Instructions for the task: Display each line of the records that contains the string "ceiling".

Material for this exercise:
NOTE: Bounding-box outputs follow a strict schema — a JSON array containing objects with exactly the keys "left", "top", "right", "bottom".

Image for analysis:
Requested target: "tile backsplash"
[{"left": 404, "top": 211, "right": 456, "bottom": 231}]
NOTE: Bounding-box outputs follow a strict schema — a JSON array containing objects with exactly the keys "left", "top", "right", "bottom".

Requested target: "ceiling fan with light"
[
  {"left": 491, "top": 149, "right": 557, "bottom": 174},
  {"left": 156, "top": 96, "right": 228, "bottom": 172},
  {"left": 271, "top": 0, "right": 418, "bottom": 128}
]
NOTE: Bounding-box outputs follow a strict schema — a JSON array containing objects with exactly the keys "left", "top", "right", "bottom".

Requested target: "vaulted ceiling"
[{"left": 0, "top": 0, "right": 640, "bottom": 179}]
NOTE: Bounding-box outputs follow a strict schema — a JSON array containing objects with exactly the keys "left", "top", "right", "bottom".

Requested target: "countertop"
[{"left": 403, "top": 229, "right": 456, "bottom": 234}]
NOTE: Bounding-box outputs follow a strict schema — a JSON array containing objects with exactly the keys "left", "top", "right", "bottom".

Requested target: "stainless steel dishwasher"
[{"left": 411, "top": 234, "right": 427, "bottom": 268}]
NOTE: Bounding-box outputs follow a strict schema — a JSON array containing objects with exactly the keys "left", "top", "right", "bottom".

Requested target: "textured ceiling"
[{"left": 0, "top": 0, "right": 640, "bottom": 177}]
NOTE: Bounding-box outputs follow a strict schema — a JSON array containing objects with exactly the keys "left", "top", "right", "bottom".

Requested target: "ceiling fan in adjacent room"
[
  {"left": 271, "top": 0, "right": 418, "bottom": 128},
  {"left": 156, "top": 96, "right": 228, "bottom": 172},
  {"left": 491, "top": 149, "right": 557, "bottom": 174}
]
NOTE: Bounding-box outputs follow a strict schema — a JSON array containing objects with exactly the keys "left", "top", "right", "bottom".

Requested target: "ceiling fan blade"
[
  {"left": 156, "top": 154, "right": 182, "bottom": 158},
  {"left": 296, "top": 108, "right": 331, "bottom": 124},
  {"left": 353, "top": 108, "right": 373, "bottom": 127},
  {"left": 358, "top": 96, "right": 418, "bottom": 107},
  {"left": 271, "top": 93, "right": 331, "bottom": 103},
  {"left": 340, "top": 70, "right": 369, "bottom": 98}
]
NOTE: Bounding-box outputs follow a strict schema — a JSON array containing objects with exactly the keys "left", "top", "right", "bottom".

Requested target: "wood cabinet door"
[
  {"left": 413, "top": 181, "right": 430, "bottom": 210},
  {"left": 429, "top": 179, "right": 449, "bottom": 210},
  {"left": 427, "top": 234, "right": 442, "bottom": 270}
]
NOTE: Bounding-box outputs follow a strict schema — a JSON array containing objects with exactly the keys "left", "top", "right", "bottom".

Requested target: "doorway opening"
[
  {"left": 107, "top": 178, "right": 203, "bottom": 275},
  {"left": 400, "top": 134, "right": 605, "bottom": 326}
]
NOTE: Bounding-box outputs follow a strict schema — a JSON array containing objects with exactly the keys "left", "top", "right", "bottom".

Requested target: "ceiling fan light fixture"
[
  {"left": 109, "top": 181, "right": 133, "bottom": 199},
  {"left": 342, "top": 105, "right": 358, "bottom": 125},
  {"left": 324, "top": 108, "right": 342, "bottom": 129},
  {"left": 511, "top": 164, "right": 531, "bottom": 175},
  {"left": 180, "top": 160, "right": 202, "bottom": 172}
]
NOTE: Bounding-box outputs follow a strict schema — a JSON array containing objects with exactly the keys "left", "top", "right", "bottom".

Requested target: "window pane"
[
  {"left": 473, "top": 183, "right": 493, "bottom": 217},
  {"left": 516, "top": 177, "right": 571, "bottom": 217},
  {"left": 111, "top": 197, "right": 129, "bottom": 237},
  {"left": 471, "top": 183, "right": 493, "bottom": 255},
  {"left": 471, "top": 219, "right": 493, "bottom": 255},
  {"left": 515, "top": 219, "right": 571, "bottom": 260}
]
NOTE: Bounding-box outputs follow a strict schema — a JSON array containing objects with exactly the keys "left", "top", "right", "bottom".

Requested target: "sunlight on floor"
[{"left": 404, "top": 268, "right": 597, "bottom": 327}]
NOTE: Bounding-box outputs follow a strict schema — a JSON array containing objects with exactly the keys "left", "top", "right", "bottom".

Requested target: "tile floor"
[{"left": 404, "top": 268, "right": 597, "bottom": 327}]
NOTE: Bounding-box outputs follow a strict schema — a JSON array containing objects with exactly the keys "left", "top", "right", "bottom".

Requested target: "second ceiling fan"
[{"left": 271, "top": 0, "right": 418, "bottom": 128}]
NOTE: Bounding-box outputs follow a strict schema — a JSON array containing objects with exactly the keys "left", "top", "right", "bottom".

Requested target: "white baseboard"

Answer in full:
Requested target: "ceiling fan with light"
Requested target: "vaulted ceiling"
Requested target: "textured ceiling"
Requested target: "ceiling fan in adjacent room"
Requested target: "ceiling fan blade"
Requested target: "ceiling fan light fixture"
Requested target: "second ceiling fan"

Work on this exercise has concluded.